Every line of the following records that includes "target" should be copied.

- _Data shown_:
++++++++
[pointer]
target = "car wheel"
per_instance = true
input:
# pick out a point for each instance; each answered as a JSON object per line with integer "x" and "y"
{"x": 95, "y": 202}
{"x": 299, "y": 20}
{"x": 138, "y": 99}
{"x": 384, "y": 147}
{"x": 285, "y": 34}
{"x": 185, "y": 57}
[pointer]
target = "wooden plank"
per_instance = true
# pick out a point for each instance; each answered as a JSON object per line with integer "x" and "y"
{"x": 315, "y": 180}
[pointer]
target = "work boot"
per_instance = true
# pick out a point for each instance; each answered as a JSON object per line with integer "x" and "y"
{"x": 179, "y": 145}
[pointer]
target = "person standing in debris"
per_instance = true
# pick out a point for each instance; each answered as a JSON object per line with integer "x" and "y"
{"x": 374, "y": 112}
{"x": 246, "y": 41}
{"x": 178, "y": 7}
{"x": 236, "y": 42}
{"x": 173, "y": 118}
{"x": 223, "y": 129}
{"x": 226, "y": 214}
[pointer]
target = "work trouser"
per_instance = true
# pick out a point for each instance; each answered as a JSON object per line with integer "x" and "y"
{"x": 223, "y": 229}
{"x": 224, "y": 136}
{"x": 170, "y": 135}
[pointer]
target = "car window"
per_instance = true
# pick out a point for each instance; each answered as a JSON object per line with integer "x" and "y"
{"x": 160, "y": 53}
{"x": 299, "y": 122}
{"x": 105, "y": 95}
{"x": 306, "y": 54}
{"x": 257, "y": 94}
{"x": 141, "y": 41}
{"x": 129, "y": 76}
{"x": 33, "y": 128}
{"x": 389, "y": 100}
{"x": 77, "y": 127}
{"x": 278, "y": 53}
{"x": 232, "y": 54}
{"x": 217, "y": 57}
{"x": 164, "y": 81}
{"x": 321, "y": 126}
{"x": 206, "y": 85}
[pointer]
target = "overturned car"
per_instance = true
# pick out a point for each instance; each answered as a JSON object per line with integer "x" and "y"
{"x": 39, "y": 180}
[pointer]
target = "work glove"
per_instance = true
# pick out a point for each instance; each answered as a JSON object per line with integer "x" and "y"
++++++++
- _Answer below_:
target = "car wheel"
target = "wooden plank"
target = "work boot"
target = "person standing in debris"
target = "work trouser"
target = "car window"
target = "overturned car"
target = "work glove"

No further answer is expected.